Many years ago Evangelist Charles Weigle suffered the heartbreak of his life. His wife decided she did not want to be a preacher's wife. She took their child and left him. The great heart of Dr. Lee Roberson simply contacted Dr. Weigle and asked if he would come and live at Tennessee Temple College and Highland Park Baptist Church. Dr. Weigle agreed to do so. Dr. Roberson was simply saying to Dr. Weigle and the whole world, "I have confidence in you still. I love you still. I'm your friend still, and nothing has changed."
This love and friendship could be expressed by a gift sent seemingly for no reason at all, or an attractive card or a tender embrace or the touch of the hand or an arm around the shoulder.
The one consoling the heartbroken should not do it too strongly. Just let the brokenhearted one know that all is the same; nothing has changed.
7. Try to decide for what the heartbroken person is reaching. Some people want and feel that they need different means of expression of confidence and love. If you know someone well enough to know that they need more than the aforementioned reminders, give it to them. If you feel someone reaching out for a certain kind of assurance, give it to them.
Leaders need this kind of assurance as well as followers. I am thinking now about one of the greatest preachers in America whose daughter broke his heart, and he has had to rear her son. I am thinking of another one of the greatest preachers in America who one day on a platform pointed to the balcony and said to me, "nose two little girls up there are my granddaughters." His son had divorced his wife; the lady in the balcony with the two children was his former daughter-in-law, and the children were his grandchildren.
One of the ten best known preachers in America had a daughter who went into the world, broke his heart and defied everything that her daddy preached. It is said that Billy Sunday stood to speak in a great tabernacle. Just as he began to speak, someone handed him a newspaper that told of his son committing an awful sin, and perhaps had been arrested. Supposedly Billy Sunday grabbed his chest and shouted, "Preach Christ," and slumped to the floor.
One of the greatest preachers in America had a son who became a liberal and destroyed the work of his dad after his dad passed away.
Heartbreak comes to everybody, in every walk of life and on every scale of spiritual growth and progress. Let us treat the heartbroken with a tender, subtle awareness that nothing has changed.
Before concluding this chapter, I must speak a word to the heartbroken. When something happens in your life that causes you to wonder if you will still be respected and accepted, don't withdraw from us! We still love you! You belong to us! We still have confidence in you! Let us have a chance to assure you of our love and confidence! Don't leave us! Don't leave your church and go to another! Stay with those who love you! You need them, and they need you! You need their love! They need to love you! You need their expression of confidence, and they need to give it!

_SHORT EXERCISE_
Please reproduce word for word the part of the passage on comforting the heartbroken starting at "This love and" and ending at "same; nothing has changed.". The material that comes next has no connection to the passage on comforting the heartbroken.

_INFORMATION SUPPLIED_
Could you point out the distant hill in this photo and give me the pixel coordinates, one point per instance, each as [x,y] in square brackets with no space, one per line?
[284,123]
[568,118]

_FINISHED EXERCISE_
This love and friendship could be expressed by a gift sent seemingly for no reason at all, or an attractive card or a tender embrace or the touch of the hand or an arm around the shoulder.
The one consoling the heartbroken should not do it too strongly. Just let the brokenhearted one know that all is the same; nothing has changed.